*Saved entries*.
□ □ □ □ □ □ □

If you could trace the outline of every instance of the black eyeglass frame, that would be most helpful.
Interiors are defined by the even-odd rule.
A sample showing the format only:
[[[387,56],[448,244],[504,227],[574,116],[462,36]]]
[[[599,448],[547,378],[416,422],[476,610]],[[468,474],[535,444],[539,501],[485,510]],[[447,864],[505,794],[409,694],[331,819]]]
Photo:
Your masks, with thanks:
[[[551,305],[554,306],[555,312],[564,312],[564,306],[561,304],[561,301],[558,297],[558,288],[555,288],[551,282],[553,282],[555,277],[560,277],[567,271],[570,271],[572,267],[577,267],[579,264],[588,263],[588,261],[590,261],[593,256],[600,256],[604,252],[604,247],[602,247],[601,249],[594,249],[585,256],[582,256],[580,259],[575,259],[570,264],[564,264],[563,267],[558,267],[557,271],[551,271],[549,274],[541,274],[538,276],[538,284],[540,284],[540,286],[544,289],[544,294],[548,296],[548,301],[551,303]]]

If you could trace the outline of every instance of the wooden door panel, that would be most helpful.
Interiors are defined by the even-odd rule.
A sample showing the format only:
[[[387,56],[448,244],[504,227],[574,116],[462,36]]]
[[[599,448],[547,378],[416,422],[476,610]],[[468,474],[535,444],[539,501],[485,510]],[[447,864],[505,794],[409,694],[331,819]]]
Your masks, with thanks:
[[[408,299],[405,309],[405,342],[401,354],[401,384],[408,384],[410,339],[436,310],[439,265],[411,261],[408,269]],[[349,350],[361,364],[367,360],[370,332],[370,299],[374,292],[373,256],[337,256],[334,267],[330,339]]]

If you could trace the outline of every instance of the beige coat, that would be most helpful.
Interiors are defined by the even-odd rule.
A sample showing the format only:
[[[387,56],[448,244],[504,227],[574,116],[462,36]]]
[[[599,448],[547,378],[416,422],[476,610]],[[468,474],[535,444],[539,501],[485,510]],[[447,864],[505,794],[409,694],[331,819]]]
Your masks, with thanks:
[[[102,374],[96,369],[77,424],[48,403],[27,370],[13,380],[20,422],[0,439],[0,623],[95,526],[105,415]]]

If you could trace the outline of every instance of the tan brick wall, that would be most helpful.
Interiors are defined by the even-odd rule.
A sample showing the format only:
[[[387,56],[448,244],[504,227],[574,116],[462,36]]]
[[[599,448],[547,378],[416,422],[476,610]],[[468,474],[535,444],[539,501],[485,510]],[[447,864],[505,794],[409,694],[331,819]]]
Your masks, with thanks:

□ □ □ □ □ □ □

*WORK TO COMPLETE*.
Reproduce each item above word for word, leaving nothing out and changing nothing.

*RESULT OF THE TASK*.
If you could trace the outline of every instance of the black eyeglass frame, that would be most helpful.
Interiors are defined by the even-odd rule.
A sample showing the format only:
[[[387,56],[448,244],[504,227],[574,116],[462,36]]]
[[[599,448],[547,378],[416,422],[476,610]],[[468,474],[535,444],[539,501],[485,510]],[[447,864],[505,794],[409,694],[331,819]]]
Photo:
Your masks, with thanks:
[[[551,305],[554,306],[555,312],[564,312],[564,306],[561,304],[561,301],[558,297],[558,288],[555,288],[551,282],[553,282],[555,277],[560,277],[567,271],[570,271],[572,267],[577,267],[579,264],[588,263],[588,261],[590,261],[593,256],[600,256],[604,252],[604,247],[602,247],[601,249],[594,249],[585,256],[582,256],[580,259],[575,259],[570,264],[564,264],[563,267],[558,267],[557,271],[551,271],[549,274],[541,274],[538,276],[538,284],[540,284],[540,286],[544,289],[544,294],[548,296],[548,301],[551,303]]]

If you could trace the outline of every instance of the wooden door panel, that would be most helpful.
Interiors are defined by the even-odd rule.
A sample showing the format only:
[[[387,56],[448,244],[504,227],[574,116],[462,36]]]
[[[599,448],[547,378],[416,422],[476,610]],[[468,474],[535,444],[539,501],[485,510]],[[447,864],[505,794],[409,694],[331,819]]]
Your masks, with thanks:
[[[408,299],[405,309],[405,342],[401,354],[401,384],[408,384],[410,339],[436,310],[439,265],[411,261],[408,269]],[[349,350],[361,364],[367,360],[370,332],[370,299],[374,292],[373,256],[337,256],[334,267],[330,339]]]

If you could trace the outline of every instance of the beige coat, that would be most helpful.
Interiors are defined by the even-odd rule.
A sample showing the format only:
[[[387,56],[448,244],[504,227],[574,116],[462,36]]]
[[[599,448],[547,378],[416,422],[476,610]],[[468,474],[535,444],[539,501],[485,510]],[[447,864],[505,794],[409,694],[331,819]]]
Your masks, with thanks:
[[[102,374],[96,369],[77,424],[48,403],[27,370],[13,380],[20,422],[0,439],[0,623],[95,526],[105,415]]]

If you could trace the outline of every instance of the tan brick wall, that would be most helpful.
Interiors are defined by the even-odd rule.
A sample showing the format only:
[[[387,56],[448,244],[504,227],[574,116],[462,36]]]
[[[599,448],[547,378],[416,422],[476,610]],[[468,474],[535,444],[539,501],[485,510]],[[447,864],[505,794],[409,694],[331,819]]]
Your masks, with thanks:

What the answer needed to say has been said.